**Task list:**
1. In the SRP reconnect message, what does the writer say should be completely empty after srp_reconnect_target()?
2. Please write the next part of the SRP reconnect message, starting after its final sentence.

Roland Dreier wrote:
> 1st scsi_try_host_reset() --> srp_host_reset() -->
> srp_reconnect_target() return SUCCESS. Then scsi_eh_try_stu() or
> scsi_eh_tur() is called right after
>
> scsi_eh_try_stu or scsi_eh_tur --> scsi_send_eh_cmnd() -->
> srp_queuecommand()
But after srp_reconnect_target(), both SRP's and the midlayer's queue
of pending commands should be completely empty, since I put
list_for_each_entry(req, &target->req_queue, list) {
req->scmnd->result = DID_RESET << 16;
req->scmnd->scsi_done(req->scmnd);
srp_unmap_data(req->scmnd, target, req);
}
and
INIT_LIST_HEAD(&target->free_reqs);
INIT_LIST_HEAD(&target->req_queue);
for (i = 0; i < SRP_SQ_SIZE; ++i)
list_add_tail(&target->req_ring[i].list, &target->free_reqs);
in there. Why doesn't that work to kill all the pending commands?

**Source excerpt:**
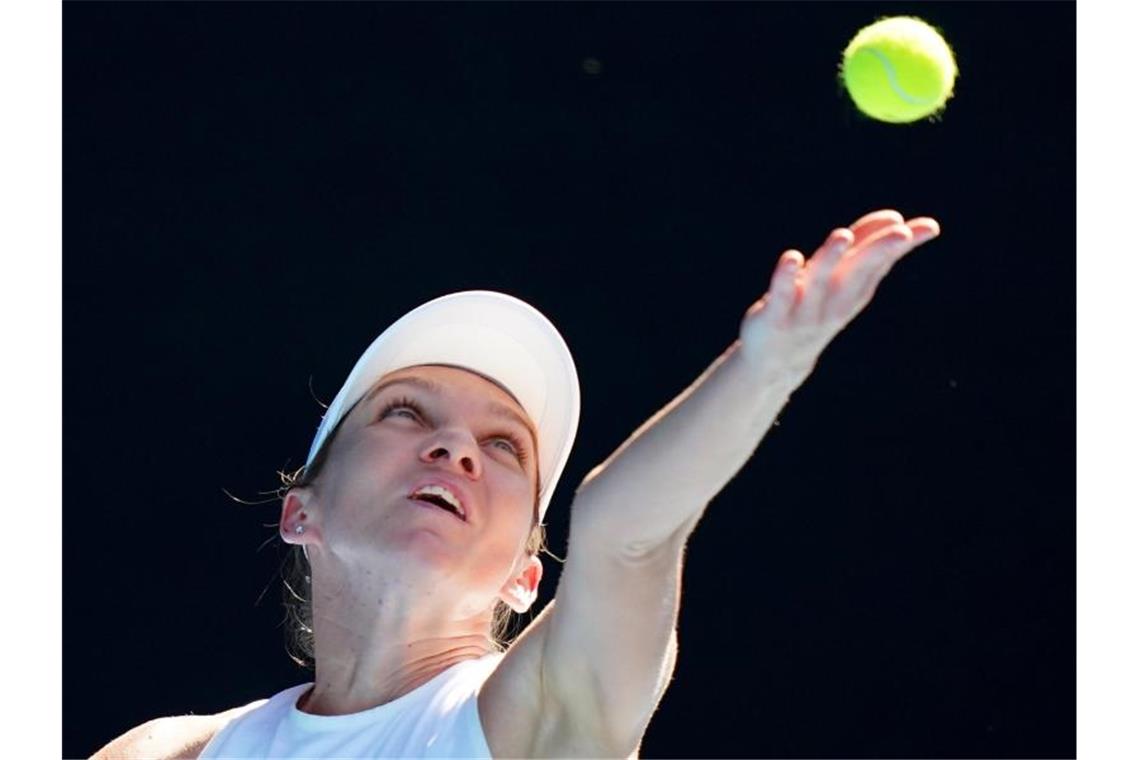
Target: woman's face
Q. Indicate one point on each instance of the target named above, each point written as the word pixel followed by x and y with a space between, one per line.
pixel 431 423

**Answers for the tasks:**
1. Both SRP's and the midlayer's queue of pending commands.

2.
That works fine and kills all the pending commands; however
right after srp_host_reset return, scsi error handling
queue/send the stu or tur scsi command right away in the
error handling flow of function scsi_eh_host_reset()
Please re-read scsi_eh_host_reset() and
scsi_try_host_reset() in scsi_error.c. Here is the logic
scsi_eh_host_reset() --> scsi_try_host_reset() -->
srp_host_reset() --- all pending command are killed.
srp_host_reset() returns SUCCESS, scsi_try_host_reset()
returns SUCCCESS.
static int scsi_eh_host_reset(struct list_head *work_q,
struct list_head *done_q)
{
...
rtn = scsi_try_host_reset(scmd);
if (rtn == SUCCESS) {
list_for_each_entry_safe(scmd, next, work_q,
eh_entry) {
if (!scsi_device_online(scmd->device) ||
(!scsi_eh_try_stu(scmd) &&
!scsi_eh_tur(scmd)) ||
!scsi_eh_tur(scmd))
...
}
Since the (rtn == SUCCESS), scsi_eh_host_reset calls
scsi_eh_try_stu() or scsi_eh_try_tur() which will call
scsi_send_eh_cmnd() --> srp_queuecommand(). Now srp's
request queue is not empty anymore.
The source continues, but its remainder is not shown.